● **Material to process**:

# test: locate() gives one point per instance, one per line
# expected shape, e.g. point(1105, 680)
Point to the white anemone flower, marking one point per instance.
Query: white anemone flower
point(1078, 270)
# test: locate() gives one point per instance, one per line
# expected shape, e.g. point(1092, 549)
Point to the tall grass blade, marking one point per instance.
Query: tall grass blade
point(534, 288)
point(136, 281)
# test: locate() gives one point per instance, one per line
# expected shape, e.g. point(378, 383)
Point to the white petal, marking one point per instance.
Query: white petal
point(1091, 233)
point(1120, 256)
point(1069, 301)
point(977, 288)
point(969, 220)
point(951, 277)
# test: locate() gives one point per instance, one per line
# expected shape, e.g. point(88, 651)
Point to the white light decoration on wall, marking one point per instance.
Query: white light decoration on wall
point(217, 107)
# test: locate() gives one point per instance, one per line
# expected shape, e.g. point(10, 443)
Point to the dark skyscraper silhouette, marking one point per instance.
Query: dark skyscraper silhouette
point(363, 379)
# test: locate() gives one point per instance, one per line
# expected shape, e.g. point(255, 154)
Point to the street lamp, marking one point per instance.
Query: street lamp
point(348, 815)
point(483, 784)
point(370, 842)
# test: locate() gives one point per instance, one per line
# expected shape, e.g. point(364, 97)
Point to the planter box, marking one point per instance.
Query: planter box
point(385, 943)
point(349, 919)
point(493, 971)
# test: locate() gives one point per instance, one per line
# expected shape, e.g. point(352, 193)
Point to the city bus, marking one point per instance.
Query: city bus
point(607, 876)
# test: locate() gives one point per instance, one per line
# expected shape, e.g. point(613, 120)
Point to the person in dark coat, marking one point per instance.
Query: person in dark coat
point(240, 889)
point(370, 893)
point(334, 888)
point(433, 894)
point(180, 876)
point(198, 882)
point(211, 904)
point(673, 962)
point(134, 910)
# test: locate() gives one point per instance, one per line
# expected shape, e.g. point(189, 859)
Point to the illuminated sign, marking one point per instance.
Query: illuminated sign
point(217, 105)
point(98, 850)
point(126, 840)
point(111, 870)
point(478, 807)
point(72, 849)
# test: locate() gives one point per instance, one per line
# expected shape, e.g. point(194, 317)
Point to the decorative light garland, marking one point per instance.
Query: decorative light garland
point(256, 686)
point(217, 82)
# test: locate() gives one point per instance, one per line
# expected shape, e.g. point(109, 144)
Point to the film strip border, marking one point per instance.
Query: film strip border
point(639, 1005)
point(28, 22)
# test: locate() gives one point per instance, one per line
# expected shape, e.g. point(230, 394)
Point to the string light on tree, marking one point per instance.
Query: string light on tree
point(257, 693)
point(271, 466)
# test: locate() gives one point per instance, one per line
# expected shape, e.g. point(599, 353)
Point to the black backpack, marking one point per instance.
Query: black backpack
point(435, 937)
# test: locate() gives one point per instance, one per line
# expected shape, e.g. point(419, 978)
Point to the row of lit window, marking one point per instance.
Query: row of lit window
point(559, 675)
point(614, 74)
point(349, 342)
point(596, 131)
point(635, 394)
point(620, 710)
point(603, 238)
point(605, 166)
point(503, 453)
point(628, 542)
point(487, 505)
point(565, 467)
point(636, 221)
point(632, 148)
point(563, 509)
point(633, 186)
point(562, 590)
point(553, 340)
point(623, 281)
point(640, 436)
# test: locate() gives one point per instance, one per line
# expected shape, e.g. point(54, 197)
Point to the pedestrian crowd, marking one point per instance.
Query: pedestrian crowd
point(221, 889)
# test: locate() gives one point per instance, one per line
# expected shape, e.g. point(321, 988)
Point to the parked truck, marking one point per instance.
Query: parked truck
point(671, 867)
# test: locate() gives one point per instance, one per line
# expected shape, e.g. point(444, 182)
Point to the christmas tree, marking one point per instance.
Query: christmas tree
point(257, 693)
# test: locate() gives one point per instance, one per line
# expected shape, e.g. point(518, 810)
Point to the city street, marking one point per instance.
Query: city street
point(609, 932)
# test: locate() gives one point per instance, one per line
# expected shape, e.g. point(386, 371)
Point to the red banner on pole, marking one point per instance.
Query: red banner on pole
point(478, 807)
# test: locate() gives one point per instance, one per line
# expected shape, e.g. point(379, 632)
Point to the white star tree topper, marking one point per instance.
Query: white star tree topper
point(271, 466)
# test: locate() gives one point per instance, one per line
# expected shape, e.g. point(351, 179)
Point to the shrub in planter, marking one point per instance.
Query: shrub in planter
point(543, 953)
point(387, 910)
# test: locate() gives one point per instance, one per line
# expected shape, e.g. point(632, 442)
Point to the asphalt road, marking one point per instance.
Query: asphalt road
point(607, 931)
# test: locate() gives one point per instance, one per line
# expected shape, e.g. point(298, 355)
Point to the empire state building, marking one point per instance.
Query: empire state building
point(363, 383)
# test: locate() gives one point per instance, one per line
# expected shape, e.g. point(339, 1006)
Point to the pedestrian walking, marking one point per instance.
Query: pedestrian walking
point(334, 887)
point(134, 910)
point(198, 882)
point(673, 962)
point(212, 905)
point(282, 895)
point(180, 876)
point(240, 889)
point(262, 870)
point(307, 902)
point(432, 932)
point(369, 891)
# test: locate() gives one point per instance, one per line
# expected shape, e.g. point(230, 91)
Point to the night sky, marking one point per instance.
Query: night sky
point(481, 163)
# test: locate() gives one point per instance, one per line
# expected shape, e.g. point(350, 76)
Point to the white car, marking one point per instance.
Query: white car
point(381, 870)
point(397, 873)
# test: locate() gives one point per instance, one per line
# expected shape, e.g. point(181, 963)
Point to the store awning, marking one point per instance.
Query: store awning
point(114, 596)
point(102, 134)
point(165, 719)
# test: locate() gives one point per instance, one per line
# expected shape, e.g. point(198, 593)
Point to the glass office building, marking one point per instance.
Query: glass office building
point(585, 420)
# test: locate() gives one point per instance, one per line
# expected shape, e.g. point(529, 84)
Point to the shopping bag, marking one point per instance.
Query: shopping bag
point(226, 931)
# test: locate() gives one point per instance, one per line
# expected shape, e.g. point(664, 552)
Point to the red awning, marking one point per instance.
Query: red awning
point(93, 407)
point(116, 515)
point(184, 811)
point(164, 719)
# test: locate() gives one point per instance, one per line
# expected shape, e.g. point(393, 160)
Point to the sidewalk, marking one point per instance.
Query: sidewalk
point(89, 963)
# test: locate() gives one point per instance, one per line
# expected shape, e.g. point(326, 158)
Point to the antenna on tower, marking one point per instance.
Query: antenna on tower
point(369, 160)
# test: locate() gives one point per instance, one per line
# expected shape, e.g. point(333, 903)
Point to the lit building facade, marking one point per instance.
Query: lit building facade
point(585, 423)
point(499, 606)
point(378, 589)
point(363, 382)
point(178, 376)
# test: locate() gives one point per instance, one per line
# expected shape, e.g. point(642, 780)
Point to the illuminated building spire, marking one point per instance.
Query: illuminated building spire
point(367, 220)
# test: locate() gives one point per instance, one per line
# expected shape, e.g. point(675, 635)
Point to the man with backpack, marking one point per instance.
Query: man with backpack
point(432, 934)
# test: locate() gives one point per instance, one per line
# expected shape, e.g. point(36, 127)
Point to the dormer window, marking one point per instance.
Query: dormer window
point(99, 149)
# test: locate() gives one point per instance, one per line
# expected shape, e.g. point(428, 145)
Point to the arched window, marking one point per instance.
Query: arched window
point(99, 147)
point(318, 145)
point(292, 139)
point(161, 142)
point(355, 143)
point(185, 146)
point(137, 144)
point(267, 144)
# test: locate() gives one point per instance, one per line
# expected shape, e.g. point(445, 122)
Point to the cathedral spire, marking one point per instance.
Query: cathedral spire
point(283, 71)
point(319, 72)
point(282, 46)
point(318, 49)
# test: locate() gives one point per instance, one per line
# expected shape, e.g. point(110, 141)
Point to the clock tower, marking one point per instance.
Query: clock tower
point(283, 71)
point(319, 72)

● **Written request**: Please pull out every line in the entries above that contains the word "flower", and copy each one in full.

● **Exercise answer**:
Point to the white anemone flower, marking one point per instance.
Query: white anemone flower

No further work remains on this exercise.